EXTRACTED MATERIAL
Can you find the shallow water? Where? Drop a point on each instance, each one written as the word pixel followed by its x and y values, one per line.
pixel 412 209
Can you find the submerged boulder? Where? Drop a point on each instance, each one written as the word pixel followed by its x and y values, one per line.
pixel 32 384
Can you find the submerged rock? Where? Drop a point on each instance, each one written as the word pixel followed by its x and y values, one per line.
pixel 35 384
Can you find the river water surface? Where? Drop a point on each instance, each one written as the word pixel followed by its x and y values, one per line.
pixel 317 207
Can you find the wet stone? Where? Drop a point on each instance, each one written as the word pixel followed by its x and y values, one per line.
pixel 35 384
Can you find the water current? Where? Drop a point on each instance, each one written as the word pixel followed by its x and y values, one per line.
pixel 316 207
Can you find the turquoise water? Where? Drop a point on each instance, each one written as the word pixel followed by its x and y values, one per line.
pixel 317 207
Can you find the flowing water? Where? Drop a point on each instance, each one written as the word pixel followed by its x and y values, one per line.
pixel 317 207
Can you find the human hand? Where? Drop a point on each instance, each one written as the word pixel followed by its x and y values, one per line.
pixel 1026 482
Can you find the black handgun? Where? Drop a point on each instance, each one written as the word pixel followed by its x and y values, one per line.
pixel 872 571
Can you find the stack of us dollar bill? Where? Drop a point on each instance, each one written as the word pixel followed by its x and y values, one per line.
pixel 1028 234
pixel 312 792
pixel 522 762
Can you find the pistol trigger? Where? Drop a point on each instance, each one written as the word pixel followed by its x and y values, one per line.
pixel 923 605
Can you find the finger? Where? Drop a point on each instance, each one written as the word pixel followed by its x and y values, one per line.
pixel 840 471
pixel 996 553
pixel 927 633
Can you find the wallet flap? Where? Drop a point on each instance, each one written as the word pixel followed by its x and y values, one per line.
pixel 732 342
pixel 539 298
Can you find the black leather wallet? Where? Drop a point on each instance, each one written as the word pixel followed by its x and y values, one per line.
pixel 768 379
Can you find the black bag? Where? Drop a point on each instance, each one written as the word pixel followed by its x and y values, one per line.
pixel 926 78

REQUIRED ACTION
Copy out the line containing "Can you find the black bag?", then every line after it through the end of the listing, exactly and with nothing else.

SOLUTION TO THIS PROBLEM
Can you find the black bag? Where? Drop a point on each instance, each one written as the word pixel followed by its x and y values, one per line.
pixel 926 78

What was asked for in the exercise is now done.